[Request]
Turn the lines below into a numbered list, skipping any blank lines.

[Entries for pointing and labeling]
** BEGIN **
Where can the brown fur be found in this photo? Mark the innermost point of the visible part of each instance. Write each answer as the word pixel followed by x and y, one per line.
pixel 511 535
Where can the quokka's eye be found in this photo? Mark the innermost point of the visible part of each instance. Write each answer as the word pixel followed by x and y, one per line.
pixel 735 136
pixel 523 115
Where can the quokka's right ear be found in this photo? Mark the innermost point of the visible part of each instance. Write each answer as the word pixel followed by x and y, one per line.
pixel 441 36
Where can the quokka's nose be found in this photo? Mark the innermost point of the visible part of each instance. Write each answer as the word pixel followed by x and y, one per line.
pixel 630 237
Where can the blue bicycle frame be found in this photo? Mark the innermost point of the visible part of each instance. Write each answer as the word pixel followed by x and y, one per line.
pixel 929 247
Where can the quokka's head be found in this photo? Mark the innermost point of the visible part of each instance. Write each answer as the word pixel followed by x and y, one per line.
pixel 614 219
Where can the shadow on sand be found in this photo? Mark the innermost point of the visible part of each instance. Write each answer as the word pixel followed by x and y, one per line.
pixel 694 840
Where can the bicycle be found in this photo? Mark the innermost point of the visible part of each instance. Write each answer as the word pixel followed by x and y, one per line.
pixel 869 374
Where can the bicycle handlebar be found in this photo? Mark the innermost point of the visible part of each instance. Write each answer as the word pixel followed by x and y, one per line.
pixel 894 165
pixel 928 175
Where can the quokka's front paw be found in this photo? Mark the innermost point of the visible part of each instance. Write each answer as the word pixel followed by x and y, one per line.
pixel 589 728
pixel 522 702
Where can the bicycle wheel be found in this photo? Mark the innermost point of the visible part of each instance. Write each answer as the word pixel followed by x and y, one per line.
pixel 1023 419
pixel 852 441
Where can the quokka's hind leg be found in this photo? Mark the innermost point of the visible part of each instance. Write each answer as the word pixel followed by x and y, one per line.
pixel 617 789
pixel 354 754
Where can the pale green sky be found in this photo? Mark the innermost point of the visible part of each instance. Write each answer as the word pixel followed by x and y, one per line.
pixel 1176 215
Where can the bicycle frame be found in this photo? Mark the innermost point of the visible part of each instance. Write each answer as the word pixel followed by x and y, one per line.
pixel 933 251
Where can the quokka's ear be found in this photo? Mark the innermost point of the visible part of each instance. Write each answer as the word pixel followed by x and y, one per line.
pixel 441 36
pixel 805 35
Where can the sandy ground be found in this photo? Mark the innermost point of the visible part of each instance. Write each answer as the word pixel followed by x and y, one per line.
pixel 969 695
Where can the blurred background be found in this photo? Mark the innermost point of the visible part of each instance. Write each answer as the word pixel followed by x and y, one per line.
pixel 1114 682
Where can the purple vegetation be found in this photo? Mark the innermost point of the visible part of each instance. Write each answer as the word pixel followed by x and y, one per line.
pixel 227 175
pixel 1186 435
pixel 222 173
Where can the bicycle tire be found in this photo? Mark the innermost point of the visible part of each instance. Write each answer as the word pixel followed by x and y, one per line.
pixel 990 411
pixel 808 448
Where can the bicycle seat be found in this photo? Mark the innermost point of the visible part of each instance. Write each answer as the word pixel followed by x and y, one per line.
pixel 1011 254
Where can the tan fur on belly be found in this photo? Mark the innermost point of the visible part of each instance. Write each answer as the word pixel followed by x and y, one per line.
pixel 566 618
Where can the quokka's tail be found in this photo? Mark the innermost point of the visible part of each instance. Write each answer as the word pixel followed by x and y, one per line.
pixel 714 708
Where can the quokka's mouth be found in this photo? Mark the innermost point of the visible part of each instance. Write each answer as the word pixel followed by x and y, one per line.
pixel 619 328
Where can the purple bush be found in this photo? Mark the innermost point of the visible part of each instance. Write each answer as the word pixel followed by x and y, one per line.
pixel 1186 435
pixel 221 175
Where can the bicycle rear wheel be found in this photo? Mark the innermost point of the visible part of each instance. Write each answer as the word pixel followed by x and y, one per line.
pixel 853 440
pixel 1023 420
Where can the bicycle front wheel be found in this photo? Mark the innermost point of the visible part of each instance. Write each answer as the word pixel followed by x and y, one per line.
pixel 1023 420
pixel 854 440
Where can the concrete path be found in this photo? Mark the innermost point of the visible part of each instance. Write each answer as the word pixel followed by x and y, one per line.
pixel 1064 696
** END **
[Task answer]
1. Where can the brown fur be found in this photo? Mark the innermost point of the visible part of each instance. Write each answer as the word pixel followed by x and y, one per line.
2. pixel 511 535
3. Where can the quokka's eye be found in this photo? Mark the innermost point of the visible part of each instance. Write each answer as the word pixel followed by x and y, one per line.
4. pixel 735 136
5. pixel 523 115
6. Where can the quokka's right ear be found in this photo? Mark the innermost point of the visible part of each instance. Write each answer as the word pixel followed by x and y, one per line.
7. pixel 441 36
8. Where can the quokka's nose be found in this photo? Mark the innermost point of the visible part of each instance. Write each answer as the word pixel followed by x and y, one per line.
9. pixel 630 237
10. Where can the blue bicycle frame be found in this photo? Mark the innermost point of the visible part of each instance. Write each answer as the word pixel followed by x and y, one per line.
11. pixel 929 247
12. Where can the quokka's head be found in this photo? Mark the innermost point of the visible part of each instance. Write each answer as the word pixel followed by x and y, one per line.
13. pixel 614 219
14. Where can the shadow on sand be found in this photo? Mark the innermost point of the visible part of each instance. Write each answer as the word pixel followed by x and y, one per line.
15. pixel 694 840
16. Where can the bicycle be found in this photo? Mark the innermost point of the visible part of each instance. Write each answer as the word pixel followed by x and y, one per line.
17. pixel 869 374
18. Where can the bicycle handlebar be found in this photo? Mark the innermost point of the visible part of each instance. Write each answer as the word pixel followed by x and y, one per line.
19. pixel 894 165
20. pixel 928 175
21. Where can the quokka's front paw be found in this photo? Mark the innermost point of the visible part of each instance. Write each answer as the word pixel followed by x and y, one per line.
22. pixel 589 728
23. pixel 522 702
24. Where can the bicycle wheel be found in this photo? Mark the innermost point of the visible part of each instance. Write each answer as the word pixel followed by x and y, one per line.
25. pixel 1023 419
26. pixel 852 441
27. Where can the quokka's hind leg be found in this photo? Mark the innermost point of the visible part of each instance. Write each answer as the word pixel followed by x and y, one per line.
28. pixel 617 789
29. pixel 354 754
30. Where can the pale green sky be found in this photo? Mark the innermost point of the visible part of each instance. Write each answer as the word pixel followed by x and y, one per line.
31. pixel 1176 215
32. Where can the bicycle frame be found in this photo? Mark the innermost point of the visible part of each instance. Write each answer as the word pixel followed by x and y, one per line.
33. pixel 933 251
34. Where can the quokka's ear be found in this photo? Mark the innermost point of the visible part of each instance. Write each answer as the word pixel followed by x and y, one per line.
35. pixel 441 36
36. pixel 805 35
37. Where can the sandy ground be found in this photo? Mark the innermost point of the visible part of each instance. Write each answer as the word pixel followed by x and y, one per line.
38. pixel 969 695
39. Where can the blurred background be found in this photo? Mark the innermost point of the visible part of each instance. Write each answer as the word pixel followed by x and y, one per line.
40. pixel 1114 682
41. Where can the purple vegetation be found in this photo? Mark the innermost point of the visible part of each instance. Write each answer as the word pixel followed by x and y, one per line.
42. pixel 227 175
43. pixel 1186 435
44. pixel 222 173
45. Where can the bicycle tire be found in this photo? Mark the innermost point of the visible part of each instance. Write each answer as the word pixel followed by x and y, one per line.
46. pixel 990 411
47. pixel 808 448
48. Where can the bicycle seat be found in this photo? Mark the innermost point of the visible part of each instance. Write each answer as the word pixel followed by x and y, one per line.
49. pixel 1011 254
50. Where can the tan fur on belly be found in this photo? Mark the innermost point of the visible part of each instance. Write each answer as the word pixel followed by x and y, one per line.
51. pixel 566 618
52. Where can the quokka's tail be found in this photo? Mark the innermost point of the visible part of each instance. Write each answer as the word pixel followed by x and y, one per line.
53. pixel 714 708
54. Where can the quokka's mouth be found in this photo? Mark the innermost point of the visible part of each instance. Write each answer as the word pixel followed by x and y, one per line.
55. pixel 619 328
56. Where can the purple bush be found in this photo? Mark the innermost point of the visible part of each instance. Write each answer as the word pixel followed by x and y, one per line.
57. pixel 1186 435
58. pixel 221 175
59. Where can the bicycle rear wheel be found in this photo? Mark the innermost point of the visible part of each instance. Write each answer as the word pixel followed by x and y, one per line.
60. pixel 853 440
61. pixel 1023 420
62. Where can the bicycle front wheel be found in this photo? Mark the innermost point of the visible part of each instance. Write each answer as the word pixel followed by x and y, one per line.
63. pixel 1023 420
64. pixel 854 440
65. Where can the concrete path be found in this photo? Mark the innermost point of the visible part of each instance. Write each answer as the word pixel followed by x and y, one per line.
66. pixel 1064 696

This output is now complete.